* **TRY IT**: How do the records below read from their first line through the line containing "Note: pick out every instance of the bird's breast"? Write those lines out exactly.

* **AVAILABLE RECORDS**:
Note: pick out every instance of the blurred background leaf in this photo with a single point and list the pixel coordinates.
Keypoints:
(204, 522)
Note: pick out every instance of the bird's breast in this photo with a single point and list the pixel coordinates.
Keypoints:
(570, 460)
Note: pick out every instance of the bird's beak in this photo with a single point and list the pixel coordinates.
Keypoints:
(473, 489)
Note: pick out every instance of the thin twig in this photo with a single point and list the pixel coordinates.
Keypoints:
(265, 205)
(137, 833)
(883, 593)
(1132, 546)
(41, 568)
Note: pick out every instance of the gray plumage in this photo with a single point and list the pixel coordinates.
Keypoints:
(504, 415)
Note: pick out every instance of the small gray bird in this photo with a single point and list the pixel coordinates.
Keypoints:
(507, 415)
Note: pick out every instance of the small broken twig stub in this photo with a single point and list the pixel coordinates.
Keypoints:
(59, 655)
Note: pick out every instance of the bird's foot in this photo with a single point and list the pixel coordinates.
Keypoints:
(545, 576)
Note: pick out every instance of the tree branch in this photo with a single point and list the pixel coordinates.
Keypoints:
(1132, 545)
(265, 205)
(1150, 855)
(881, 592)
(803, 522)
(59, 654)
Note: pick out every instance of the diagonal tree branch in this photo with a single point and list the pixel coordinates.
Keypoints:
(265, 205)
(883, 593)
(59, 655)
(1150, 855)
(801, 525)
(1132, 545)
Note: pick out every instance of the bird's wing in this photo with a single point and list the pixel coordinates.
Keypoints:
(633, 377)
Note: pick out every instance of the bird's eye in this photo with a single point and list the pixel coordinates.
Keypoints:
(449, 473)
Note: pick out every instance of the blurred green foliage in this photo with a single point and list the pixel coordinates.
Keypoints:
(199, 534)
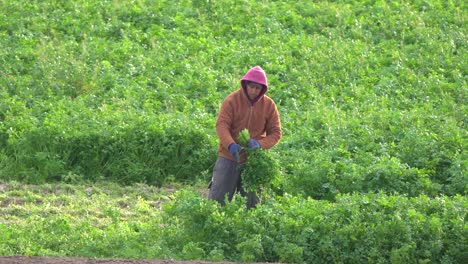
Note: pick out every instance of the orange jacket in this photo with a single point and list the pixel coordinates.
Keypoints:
(260, 116)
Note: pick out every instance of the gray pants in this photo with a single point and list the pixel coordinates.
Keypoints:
(226, 181)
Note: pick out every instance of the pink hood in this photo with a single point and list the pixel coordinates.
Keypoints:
(258, 75)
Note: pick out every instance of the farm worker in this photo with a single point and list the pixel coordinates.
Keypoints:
(246, 108)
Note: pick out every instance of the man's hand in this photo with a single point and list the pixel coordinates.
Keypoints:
(234, 149)
(253, 144)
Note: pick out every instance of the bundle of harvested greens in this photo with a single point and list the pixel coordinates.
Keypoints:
(260, 169)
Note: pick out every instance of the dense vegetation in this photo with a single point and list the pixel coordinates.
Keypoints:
(371, 96)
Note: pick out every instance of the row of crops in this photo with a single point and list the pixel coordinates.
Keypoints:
(372, 102)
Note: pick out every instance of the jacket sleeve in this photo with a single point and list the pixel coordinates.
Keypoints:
(272, 129)
(224, 124)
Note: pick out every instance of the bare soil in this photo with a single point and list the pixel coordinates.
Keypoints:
(62, 260)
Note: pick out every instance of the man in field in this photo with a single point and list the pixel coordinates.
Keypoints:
(249, 108)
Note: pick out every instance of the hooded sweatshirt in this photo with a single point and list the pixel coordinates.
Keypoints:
(259, 115)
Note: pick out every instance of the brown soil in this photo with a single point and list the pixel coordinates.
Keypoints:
(61, 260)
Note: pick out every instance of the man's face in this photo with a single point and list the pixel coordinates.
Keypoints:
(253, 89)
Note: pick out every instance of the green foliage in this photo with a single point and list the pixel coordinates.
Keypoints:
(371, 94)
(127, 222)
(259, 171)
(372, 102)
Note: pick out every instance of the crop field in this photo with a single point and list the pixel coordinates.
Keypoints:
(108, 141)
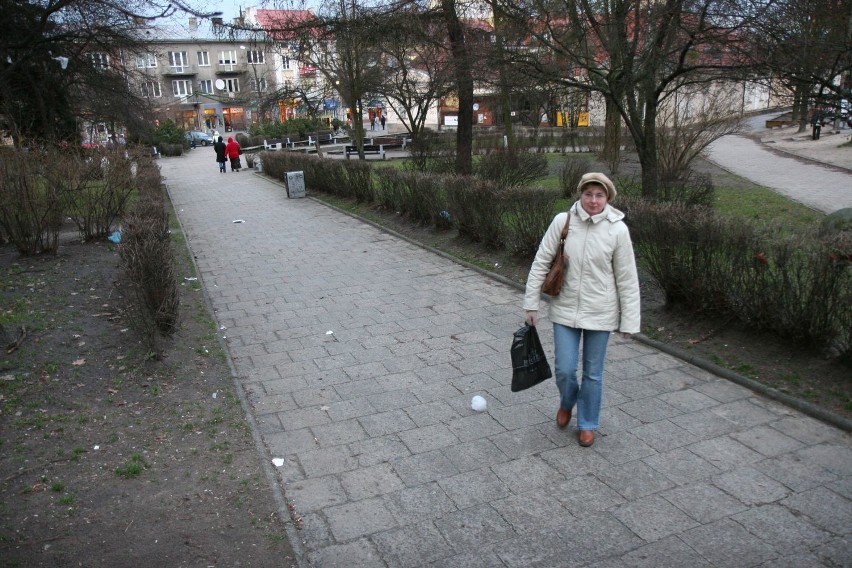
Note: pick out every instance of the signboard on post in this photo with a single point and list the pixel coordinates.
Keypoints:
(295, 184)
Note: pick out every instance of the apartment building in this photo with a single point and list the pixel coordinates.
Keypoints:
(205, 76)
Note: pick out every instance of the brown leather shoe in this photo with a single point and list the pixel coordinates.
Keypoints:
(563, 417)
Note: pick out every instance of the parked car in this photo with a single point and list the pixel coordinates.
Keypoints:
(195, 137)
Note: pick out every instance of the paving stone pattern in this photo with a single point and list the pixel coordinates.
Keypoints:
(360, 352)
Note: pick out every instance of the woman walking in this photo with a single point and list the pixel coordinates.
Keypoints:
(233, 151)
(600, 295)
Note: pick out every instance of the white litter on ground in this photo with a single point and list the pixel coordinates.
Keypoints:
(478, 403)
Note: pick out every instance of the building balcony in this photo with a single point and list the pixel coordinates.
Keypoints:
(231, 68)
(180, 71)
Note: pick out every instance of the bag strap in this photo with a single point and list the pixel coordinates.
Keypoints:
(564, 234)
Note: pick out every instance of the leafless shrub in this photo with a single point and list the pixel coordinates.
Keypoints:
(511, 168)
(95, 190)
(570, 173)
(149, 267)
(530, 211)
(30, 207)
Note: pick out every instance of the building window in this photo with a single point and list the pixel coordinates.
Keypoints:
(100, 60)
(151, 89)
(182, 88)
(255, 57)
(146, 61)
(232, 85)
(228, 58)
(178, 60)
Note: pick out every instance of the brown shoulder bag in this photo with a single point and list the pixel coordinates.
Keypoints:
(552, 285)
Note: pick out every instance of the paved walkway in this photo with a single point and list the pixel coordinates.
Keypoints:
(360, 353)
(822, 187)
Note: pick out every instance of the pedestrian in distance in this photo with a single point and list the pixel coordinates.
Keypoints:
(232, 150)
(221, 153)
(600, 295)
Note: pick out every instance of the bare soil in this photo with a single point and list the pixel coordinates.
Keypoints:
(109, 457)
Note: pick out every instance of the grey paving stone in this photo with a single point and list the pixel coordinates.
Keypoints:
(424, 467)
(622, 447)
(522, 442)
(726, 545)
(634, 480)
(357, 519)
(518, 416)
(428, 438)
(533, 512)
(326, 461)
(689, 400)
(723, 390)
(542, 548)
(527, 474)
(664, 435)
(649, 410)
(412, 545)
(361, 553)
(781, 529)
(369, 482)
(682, 466)
(475, 454)
(474, 426)
(725, 453)
(767, 440)
(385, 423)
(836, 458)
(703, 502)
(474, 487)
(310, 495)
(806, 429)
(583, 495)
(796, 472)
(745, 413)
(825, 508)
(337, 433)
(474, 527)
(704, 424)
(377, 450)
(415, 504)
(751, 486)
(598, 537)
(484, 557)
(653, 518)
(573, 459)
(670, 552)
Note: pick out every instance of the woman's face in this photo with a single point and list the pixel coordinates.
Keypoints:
(593, 198)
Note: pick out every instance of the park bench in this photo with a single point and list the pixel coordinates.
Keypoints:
(368, 149)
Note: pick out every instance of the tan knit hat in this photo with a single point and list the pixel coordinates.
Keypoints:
(599, 178)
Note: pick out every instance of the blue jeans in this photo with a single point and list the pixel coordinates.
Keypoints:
(587, 395)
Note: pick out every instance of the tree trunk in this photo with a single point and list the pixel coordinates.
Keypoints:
(612, 135)
(464, 85)
(646, 148)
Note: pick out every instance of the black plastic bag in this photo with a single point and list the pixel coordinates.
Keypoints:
(529, 364)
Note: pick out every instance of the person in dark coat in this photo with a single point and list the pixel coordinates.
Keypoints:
(232, 149)
(220, 147)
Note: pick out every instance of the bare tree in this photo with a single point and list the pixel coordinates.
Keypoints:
(633, 53)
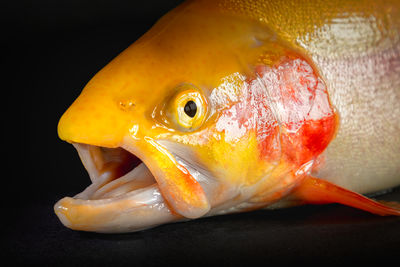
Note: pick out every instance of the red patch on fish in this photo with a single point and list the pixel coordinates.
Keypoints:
(297, 100)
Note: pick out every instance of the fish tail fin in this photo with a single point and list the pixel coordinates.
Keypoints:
(317, 191)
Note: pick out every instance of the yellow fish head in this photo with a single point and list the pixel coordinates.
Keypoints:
(179, 125)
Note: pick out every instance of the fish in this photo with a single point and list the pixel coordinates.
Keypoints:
(228, 106)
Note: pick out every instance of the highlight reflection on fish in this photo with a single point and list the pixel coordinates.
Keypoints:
(226, 106)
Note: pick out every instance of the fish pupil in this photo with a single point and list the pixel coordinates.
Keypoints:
(190, 108)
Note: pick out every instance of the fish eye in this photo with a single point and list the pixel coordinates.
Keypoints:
(189, 108)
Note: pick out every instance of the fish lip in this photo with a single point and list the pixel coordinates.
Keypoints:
(147, 200)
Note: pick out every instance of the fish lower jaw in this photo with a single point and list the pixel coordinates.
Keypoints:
(113, 204)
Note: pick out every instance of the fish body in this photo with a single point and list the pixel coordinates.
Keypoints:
(229, 106)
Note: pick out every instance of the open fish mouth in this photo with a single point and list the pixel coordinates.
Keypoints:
(124, 195)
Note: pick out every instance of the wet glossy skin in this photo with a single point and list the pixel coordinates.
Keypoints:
(264, 114)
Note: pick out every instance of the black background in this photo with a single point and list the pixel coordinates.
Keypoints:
(50, 50)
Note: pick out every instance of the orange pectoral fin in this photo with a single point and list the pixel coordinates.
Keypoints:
(316, 191)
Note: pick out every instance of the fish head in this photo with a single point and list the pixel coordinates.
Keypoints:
(180, 124)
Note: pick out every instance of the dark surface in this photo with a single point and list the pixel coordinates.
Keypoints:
(52, 49)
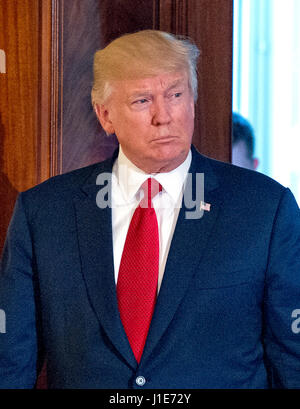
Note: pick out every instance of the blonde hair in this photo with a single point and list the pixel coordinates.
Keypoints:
(143, 54)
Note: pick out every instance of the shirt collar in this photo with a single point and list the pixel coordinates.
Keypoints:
(130, 178)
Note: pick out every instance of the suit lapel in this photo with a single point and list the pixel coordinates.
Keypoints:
(96, 251)
(191, 236)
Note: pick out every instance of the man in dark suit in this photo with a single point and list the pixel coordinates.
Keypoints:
(195, 286)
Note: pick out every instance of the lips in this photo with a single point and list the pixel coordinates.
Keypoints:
(167, 138)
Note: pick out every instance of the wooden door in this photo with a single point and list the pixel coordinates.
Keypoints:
(47, 125)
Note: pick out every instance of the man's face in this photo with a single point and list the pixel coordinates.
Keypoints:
(153, 119)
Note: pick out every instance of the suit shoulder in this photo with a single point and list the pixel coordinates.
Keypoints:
(61, 186)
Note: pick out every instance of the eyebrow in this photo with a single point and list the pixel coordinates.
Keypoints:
(146, 92)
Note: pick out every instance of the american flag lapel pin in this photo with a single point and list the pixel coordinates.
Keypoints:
(205, 206)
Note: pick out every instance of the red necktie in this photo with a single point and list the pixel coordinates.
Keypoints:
(138, 273)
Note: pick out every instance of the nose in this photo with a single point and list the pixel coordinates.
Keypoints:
(161, 112)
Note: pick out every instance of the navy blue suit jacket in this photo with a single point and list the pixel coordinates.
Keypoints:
(225, 314)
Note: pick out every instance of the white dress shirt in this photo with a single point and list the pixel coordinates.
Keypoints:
(126, 182)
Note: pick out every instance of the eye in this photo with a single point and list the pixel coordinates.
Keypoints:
(140, 101)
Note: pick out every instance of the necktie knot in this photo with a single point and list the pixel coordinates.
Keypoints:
(151, 187)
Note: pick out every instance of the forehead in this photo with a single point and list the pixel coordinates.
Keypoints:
(161, 82)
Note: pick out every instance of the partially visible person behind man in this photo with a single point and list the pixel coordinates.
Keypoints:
(145, 297)
(243, 140)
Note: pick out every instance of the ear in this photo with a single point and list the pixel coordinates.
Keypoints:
(103, 114)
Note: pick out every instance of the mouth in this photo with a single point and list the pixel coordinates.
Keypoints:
(164, 139)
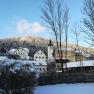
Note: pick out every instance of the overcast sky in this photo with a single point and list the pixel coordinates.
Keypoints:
(23, 17)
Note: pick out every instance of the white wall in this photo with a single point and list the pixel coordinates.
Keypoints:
(39, 56)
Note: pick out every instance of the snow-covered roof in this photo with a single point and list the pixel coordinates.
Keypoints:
(68, 49)
(79, 64)
(3, 58)
(26, 49)
(12, 51)
(38, 63)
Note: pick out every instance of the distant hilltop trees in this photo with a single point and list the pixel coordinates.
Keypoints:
(33, 44)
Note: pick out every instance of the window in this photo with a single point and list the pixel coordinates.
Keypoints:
(43, 68)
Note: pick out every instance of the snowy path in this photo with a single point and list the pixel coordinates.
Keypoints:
(87, 88)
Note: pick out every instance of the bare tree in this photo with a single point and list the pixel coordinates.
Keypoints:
(78, 39)
(66, 25)
(89, 21)
(53, 13)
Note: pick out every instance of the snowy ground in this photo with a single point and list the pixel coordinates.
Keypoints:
(82, 88)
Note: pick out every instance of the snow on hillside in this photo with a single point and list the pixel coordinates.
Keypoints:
(85, 88)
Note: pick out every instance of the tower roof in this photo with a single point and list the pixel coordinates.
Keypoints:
(50, 43)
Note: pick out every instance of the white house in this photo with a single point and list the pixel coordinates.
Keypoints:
(39, 56)
(22, 52)
(50, 52)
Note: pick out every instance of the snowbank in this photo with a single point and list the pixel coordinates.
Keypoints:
(87, 88)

* **SOLUTION TO THIS TASK**:
Note: pick out every instance of the blurred background leaf in this photo with a single point and list the pixel coordinates.
Keypoints:
(204, 522)
Note: pick out every instance of the bird's breast in this photo with a single point and list the pixel coordinates.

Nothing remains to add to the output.